**Extracted material**
:::
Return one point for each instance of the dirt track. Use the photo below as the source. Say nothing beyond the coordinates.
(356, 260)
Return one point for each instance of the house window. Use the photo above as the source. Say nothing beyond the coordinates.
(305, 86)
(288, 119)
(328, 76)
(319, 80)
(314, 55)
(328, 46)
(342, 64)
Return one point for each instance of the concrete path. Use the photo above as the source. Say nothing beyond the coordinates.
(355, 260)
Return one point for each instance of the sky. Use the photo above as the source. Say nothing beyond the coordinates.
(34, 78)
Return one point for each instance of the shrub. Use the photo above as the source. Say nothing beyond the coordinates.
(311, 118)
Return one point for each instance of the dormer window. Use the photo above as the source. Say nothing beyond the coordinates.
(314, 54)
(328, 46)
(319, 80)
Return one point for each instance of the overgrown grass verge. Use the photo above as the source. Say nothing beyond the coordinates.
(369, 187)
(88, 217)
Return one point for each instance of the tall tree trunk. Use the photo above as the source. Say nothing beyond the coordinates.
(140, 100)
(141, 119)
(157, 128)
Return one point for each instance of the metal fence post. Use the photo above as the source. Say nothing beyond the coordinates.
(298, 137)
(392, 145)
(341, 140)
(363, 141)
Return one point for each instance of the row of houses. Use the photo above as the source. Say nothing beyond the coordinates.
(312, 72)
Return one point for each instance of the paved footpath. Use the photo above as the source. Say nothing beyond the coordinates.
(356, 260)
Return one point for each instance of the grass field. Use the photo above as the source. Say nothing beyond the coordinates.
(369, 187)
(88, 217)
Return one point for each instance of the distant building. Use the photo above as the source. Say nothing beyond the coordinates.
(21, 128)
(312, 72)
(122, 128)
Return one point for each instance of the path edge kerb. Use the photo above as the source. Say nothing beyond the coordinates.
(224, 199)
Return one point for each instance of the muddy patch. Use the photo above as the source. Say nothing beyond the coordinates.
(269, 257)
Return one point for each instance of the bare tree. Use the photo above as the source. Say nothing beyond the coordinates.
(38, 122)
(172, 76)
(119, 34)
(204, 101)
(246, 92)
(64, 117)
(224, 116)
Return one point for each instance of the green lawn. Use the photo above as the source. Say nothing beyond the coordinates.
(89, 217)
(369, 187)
:::
**Problem requirements**
Using the data above, output each line exactly.

**Correct output**
Return one point for each instance of the dirt track. Use the photo below as the source. Say nothing beyond the coordinates.
(356, 260)
Return one point for each instance of the house window. Use the photo above as the source. Say nothing beyond the coordinates.
(305, 86)
(288, 119)
(328, 76)
(319, 80)
(314, 55)
(328, 46)
(342, 64)
Return one point for each instance of the concrete path. Use the photo above as the source. Say nothing beyond the coordinates.
(355, 260)
Return one point for each instance of the sky. Use the photo above as the source. Say nothing beyond the coordinates.
(34, 78)
Return one point for each instance of the shrub. Use the photo above as the source. Say nothing beyond the coordinates.
(311, 118)
Return one point for each instance of the dormer window. Use the photo above as the source. Say nothing beyond the coordinates.
(314, 54)
(328, 46)
(319, 80)
Return one point for each instance of the overgrown grass verge. Use the photo above as the source. Say nothing beyond the coordinates.
(369, 187)
(88, 217)
Return one point for each instance of the tall tree trunk. Use the photo above as the source. Say nothing beyond the coordinates.
(140, 100)
(141, 119)
(157, 128)
Return one point for each instance of the metal fence post. Use the photo above as the source. Say nothing beyond the coordinates.
(298, 137)
(392, 145)
(341, 140)
(363, 141)
Return one point for each instance of the row of houses. Use the photo above as the source. Say nothing beyond the coordinates.
(312, 72)
Return one point for each instance of the paved footpath. Use the photo above as the source. Say nothing beyond the coordinates.
(356, 260)
Return one point for each instance of the grass field. Use the photo above as the source. Say nothing beyond the coordinates.
(369, 187)
(88, 217)
Return one point for each instance of the distant building. Use the photo above as the source. Say nothing beyond the coordinates.
(21, 128)
(312, 72)
(122, 128)
Return one point for each instance of the path edge kerb. Use the photo above as the source. Say nothing beyond the coordinates.
(224, 199)
Return one point for each instance of the muddy patch. Use the photo above as the source. Say nothing beyond the coordinates.
(269, 257)
Return one point for each instance of the bare tree. Use the photo above as the source. Say nothing beyond the coordinates.
(38, 122)
(172, 76)
(119, 34)
(204, 101)
(246, 92)
(64, 117)
(224, 116)
Return one point for each instance of the green lawn. Use the photo above as the source. Say nothing beyond the coordinates.
(89, 217)
(369, 187)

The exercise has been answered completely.